--- start of Working data ---
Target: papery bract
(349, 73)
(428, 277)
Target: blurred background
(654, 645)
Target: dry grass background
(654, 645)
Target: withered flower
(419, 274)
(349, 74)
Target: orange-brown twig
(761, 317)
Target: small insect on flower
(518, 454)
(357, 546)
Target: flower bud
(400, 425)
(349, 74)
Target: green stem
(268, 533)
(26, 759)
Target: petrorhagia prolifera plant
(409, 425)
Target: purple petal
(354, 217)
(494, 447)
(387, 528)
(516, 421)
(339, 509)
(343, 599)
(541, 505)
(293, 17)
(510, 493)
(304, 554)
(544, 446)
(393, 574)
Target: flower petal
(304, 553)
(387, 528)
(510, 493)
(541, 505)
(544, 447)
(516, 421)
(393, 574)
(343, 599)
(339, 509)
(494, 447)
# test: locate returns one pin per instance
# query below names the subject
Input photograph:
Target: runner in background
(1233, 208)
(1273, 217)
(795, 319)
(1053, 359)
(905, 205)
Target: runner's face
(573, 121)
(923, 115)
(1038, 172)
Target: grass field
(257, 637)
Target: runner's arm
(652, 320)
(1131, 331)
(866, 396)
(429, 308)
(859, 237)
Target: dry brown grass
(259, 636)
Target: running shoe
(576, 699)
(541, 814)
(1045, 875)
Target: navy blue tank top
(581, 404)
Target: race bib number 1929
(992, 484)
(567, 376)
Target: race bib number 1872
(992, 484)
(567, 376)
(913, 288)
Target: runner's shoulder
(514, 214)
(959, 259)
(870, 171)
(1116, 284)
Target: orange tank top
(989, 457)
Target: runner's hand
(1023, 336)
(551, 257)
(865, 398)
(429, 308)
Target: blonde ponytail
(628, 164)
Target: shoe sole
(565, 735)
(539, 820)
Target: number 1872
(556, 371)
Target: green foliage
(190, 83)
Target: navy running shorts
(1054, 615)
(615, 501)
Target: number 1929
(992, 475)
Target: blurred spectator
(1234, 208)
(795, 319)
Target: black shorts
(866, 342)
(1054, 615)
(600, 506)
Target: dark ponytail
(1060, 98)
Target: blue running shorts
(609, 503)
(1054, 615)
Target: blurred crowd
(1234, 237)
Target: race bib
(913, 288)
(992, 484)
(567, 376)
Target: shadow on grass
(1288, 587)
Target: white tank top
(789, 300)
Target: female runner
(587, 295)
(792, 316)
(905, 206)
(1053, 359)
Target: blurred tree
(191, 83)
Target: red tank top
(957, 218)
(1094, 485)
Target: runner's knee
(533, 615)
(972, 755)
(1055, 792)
--- end of Working data ---
--- start of Working data ---
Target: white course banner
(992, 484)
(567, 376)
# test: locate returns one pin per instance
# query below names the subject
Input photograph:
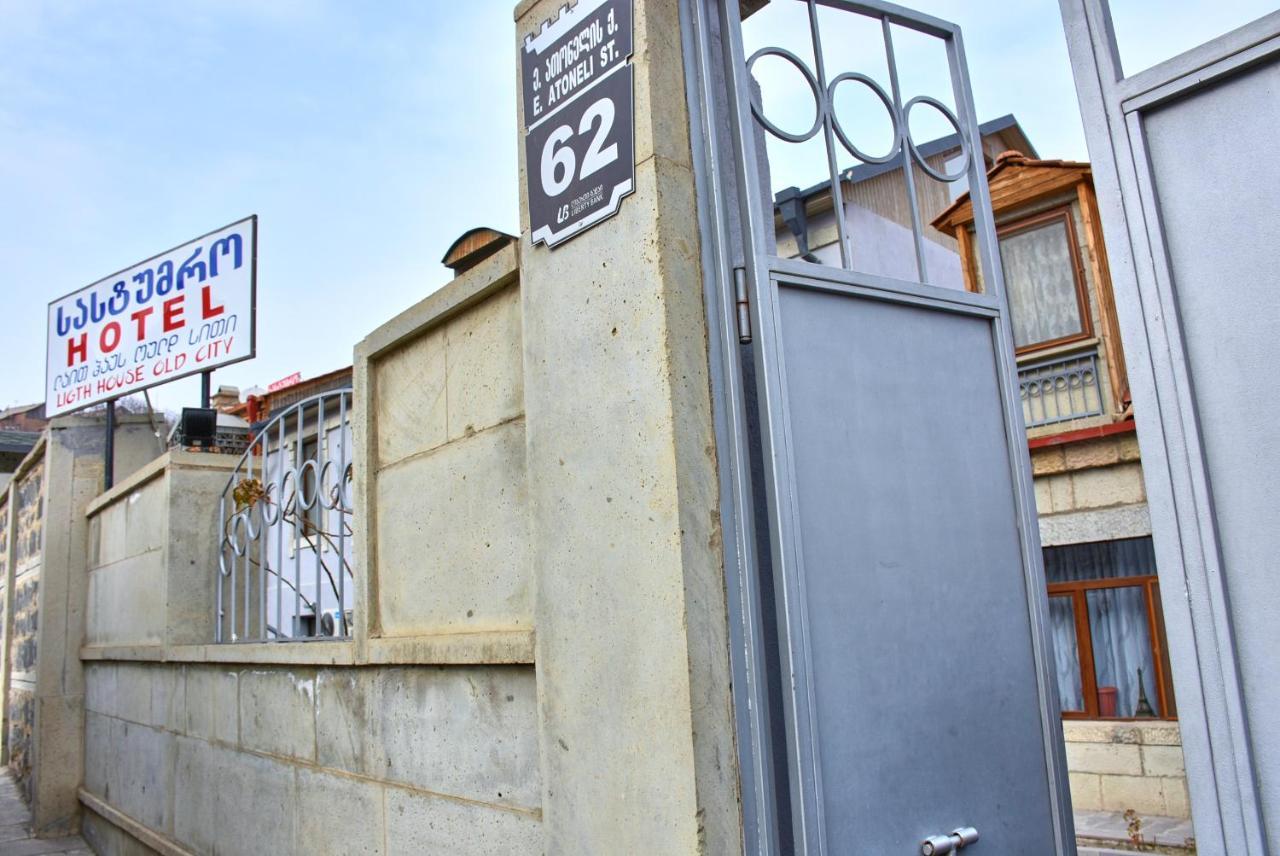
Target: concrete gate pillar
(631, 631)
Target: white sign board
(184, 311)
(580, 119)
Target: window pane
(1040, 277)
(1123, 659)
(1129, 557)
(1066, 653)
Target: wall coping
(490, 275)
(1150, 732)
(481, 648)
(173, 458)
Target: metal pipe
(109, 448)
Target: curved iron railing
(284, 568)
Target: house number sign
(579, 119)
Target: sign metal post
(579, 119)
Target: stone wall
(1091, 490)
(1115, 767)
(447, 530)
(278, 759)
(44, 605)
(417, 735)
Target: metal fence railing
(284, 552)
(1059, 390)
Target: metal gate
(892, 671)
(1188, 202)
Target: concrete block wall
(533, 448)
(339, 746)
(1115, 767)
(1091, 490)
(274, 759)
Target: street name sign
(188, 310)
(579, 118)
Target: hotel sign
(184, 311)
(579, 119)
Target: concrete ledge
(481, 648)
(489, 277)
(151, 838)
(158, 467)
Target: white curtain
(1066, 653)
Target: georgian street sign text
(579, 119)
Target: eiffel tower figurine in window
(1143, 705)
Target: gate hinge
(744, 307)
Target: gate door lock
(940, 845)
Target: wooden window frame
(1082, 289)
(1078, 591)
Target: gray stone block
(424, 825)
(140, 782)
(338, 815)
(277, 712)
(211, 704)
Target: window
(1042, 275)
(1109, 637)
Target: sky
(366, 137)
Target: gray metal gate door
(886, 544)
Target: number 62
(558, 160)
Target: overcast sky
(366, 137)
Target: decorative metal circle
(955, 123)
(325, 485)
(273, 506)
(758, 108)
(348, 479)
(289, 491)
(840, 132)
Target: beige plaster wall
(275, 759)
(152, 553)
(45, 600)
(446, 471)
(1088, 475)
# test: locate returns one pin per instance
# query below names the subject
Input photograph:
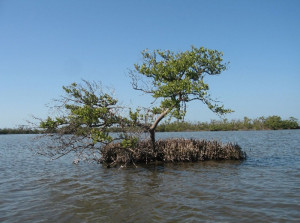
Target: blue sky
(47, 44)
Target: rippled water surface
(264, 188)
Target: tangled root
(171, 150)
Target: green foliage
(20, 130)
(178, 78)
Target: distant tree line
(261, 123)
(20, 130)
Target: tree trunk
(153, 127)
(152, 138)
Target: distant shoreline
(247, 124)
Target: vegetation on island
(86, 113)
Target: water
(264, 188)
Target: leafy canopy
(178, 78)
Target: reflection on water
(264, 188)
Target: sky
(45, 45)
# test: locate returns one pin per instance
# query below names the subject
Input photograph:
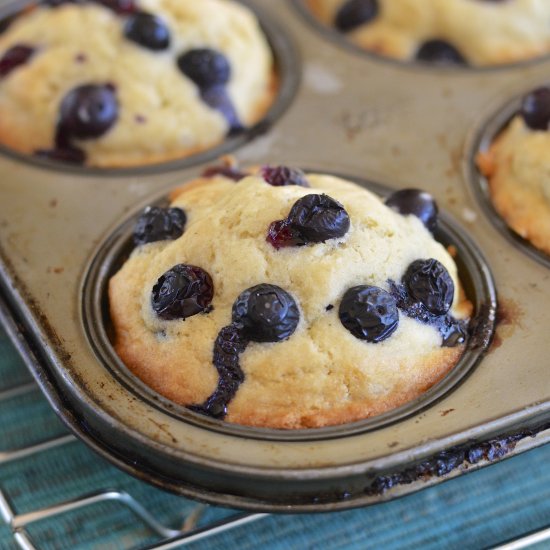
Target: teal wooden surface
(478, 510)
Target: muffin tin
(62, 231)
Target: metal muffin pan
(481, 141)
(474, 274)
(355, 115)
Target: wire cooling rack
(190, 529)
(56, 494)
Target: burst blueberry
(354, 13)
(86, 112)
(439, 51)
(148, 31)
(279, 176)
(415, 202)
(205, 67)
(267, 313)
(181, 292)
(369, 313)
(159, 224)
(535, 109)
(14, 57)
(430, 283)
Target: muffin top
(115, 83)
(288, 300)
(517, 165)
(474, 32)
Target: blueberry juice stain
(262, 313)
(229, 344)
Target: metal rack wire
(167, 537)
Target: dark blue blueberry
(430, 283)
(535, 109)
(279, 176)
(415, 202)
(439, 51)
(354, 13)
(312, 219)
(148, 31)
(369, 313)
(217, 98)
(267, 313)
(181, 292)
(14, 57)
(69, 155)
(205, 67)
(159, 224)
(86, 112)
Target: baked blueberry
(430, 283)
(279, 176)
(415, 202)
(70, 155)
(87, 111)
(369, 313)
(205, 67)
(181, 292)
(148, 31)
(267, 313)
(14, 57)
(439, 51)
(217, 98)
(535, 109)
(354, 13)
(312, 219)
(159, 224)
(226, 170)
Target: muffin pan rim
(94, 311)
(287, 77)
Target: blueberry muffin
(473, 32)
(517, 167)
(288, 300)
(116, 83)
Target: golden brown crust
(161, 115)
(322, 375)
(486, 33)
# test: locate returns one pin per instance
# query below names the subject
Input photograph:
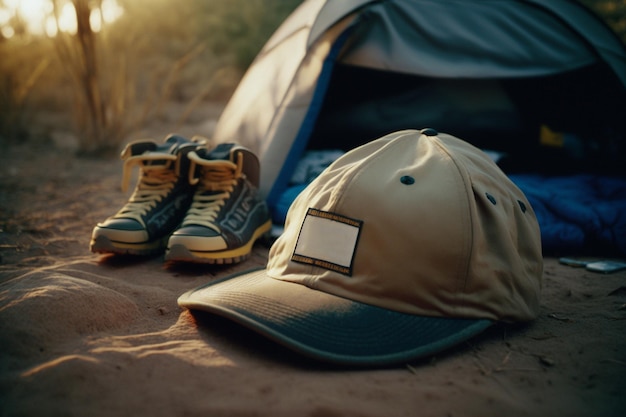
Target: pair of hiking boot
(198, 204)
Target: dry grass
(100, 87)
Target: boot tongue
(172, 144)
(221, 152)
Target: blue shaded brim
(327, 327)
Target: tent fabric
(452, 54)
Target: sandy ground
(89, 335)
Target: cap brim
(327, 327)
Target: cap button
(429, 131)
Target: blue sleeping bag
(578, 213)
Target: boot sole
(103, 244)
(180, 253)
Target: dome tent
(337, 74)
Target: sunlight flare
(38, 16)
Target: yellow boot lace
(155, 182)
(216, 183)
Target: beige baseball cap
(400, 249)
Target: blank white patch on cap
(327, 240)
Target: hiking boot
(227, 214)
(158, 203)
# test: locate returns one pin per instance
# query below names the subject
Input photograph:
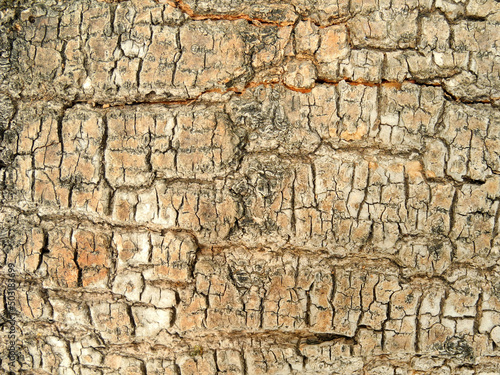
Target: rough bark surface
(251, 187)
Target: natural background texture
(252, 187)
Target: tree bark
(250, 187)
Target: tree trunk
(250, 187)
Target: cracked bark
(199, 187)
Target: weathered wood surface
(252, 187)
--- end of Working data ---
--- start of Working data ---
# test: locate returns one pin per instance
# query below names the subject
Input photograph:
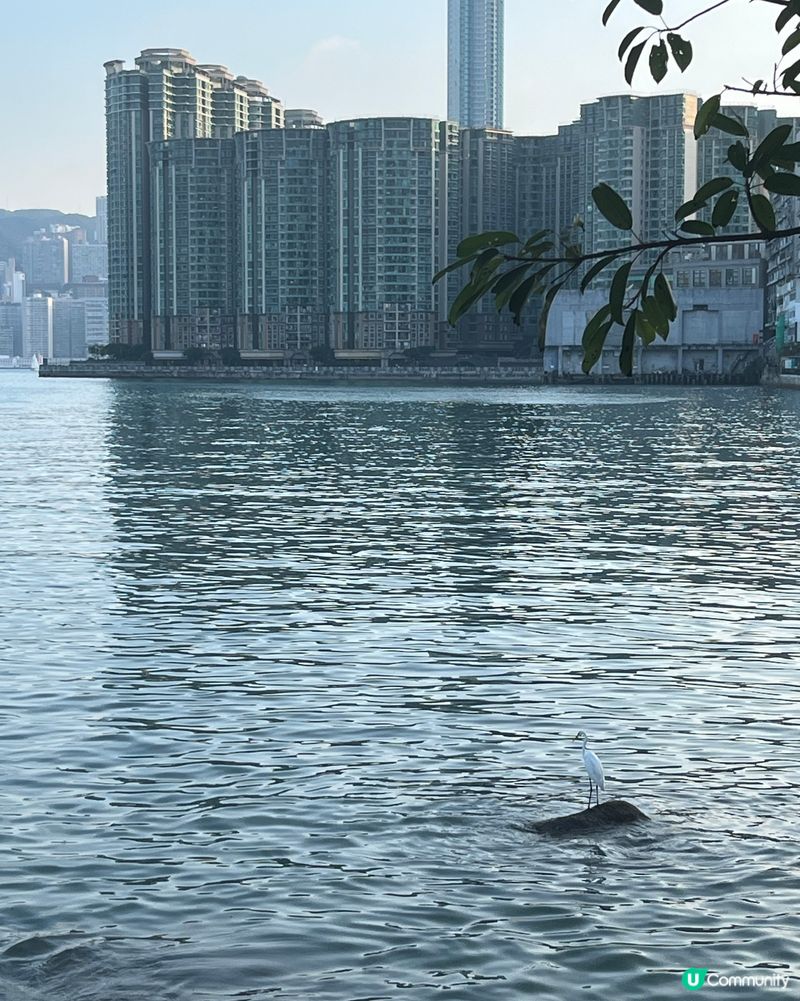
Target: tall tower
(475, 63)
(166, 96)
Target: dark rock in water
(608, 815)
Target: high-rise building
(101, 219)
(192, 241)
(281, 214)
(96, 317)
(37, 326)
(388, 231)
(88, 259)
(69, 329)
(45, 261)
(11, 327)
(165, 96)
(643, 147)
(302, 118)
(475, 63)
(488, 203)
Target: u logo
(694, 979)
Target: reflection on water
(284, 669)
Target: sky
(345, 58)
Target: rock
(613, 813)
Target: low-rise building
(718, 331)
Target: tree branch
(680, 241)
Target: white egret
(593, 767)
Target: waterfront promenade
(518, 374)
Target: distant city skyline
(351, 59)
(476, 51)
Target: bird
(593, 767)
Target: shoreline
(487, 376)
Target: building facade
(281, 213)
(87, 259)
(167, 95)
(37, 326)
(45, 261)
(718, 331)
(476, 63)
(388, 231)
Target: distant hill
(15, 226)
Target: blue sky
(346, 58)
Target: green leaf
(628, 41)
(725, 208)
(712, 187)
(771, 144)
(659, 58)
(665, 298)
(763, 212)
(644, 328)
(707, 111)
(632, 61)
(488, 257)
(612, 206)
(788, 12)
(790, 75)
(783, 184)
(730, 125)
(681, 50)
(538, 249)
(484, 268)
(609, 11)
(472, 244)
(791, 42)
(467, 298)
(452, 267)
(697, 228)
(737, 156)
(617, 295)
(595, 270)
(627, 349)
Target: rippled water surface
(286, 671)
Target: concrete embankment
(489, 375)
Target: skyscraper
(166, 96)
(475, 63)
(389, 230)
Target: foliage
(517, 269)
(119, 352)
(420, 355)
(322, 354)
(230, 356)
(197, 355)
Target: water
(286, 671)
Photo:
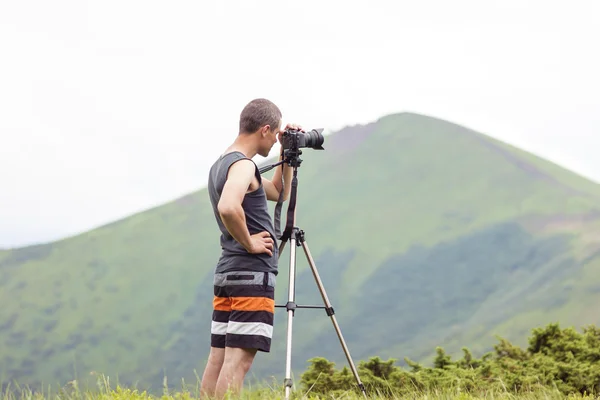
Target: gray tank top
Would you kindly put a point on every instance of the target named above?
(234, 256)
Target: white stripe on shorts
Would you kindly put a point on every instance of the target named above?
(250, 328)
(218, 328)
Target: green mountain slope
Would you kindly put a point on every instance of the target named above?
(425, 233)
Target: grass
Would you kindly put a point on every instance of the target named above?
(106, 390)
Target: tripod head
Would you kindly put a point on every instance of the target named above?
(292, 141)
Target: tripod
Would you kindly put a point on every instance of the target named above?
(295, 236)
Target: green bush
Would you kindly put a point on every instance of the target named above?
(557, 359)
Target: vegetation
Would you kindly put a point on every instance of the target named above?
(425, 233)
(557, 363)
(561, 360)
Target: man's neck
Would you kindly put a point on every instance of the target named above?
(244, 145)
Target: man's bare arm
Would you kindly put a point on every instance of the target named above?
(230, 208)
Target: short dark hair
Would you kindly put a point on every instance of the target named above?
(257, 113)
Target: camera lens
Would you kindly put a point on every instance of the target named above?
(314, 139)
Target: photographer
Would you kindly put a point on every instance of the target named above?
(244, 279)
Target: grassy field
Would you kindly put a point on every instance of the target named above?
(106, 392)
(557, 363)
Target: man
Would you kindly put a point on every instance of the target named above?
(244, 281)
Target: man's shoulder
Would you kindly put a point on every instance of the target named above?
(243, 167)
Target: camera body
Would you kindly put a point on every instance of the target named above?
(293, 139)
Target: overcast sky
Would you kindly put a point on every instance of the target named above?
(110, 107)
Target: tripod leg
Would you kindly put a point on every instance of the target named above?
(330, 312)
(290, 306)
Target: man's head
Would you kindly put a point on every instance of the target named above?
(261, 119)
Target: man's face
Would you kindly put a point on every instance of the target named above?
--- end of Working data ---
Given task
Repeat the material word for word, starting at the line containing "Target: white tank top" and ending after the line containing "(1055, 792)".

Expected output
Target: white tank top
(789, 300)
Target: female runner
(587, 295)
(792, 316)
(905, 206)
(1053, 359)
Target: blurred tree
(191, 83)
Target: red tank top
(957, 218)
(1094, 485)
Target: runner's knee
(533, 615)
(972, 755)
(1055, 792)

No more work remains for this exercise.